# [TASK REQUIREMENTS]
Swap "even-odd rule" for "parity rule" in every item below and write all the items out again with no other changes, leaving out the pictures.

/---

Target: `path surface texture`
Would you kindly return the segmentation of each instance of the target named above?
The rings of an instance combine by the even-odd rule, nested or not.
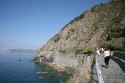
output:
[[[110,56],[108,68],[102,56],[98,60],[105,83],[125,83],[125,60]]]

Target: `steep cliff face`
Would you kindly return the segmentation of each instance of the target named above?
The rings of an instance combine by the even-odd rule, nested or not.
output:
[[[86,55],[81,53],[86,48],[94,50],[97,47],[125,51],[125,0],[112,0],[85,11],[37,51],[37,57],[40,57],[39,61],[57,64],[67,70],[78,69],[82,74],[79,76],[88,80],[93,59],[85,58]],[[81,63],[84,64],[80,66]]]
[[[87,10],[51,38],[41,51],[73,52],[104,46],[125,50],[124,0],[112,0]]]

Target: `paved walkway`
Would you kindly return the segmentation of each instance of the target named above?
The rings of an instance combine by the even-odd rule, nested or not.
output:
[[[99,57],[99,64],[104,75],[105,83],[125,83],[125,62],[111,56],[109,67],[105,67],[104,58]]]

\---

# [ANSWER TO THIS EXERCISE]
Target: `path surface texture`
Would you kindly return the segmentation of each instance of the target named above?
The rings of an instance combine by the parity rule, nested or not.
output:
[[[110,56],[108,68],[102,56],[98,60],[105,83],[125,83],[125,60]]]

Target: `steep cliff face`
Would you kindly return the segmentation of each instance of the target named above?
The rings of an instance combine by the parity rule, nested or not.
output:
[[[86,55],[81,53],[86,48],[94,50],[97,47],[125,51],[125,0],[112,0],[85,11],[37,51],[37,57],[40,57],[39,61],[57,64],[67,70],[78,69],[82,74],[79,76],[88,80],[93,59],[85,58]],[[81,63],[84,64],[80,66]]]
[[[87,10],[51,38],[41,51],[73,52],[104,46],[125,50],[124,0],[112,0]]]

Target: `paved walkway`
Would you kindly return the segmentation of each instance of the target named above?
The rings of an instance combine by the parity rule, nested or not.
output:
[[[99,57],[99,64],[104,75],[105,83],[125,83],[125,62],[111,56],[109,67],[105,67],[104,58]]]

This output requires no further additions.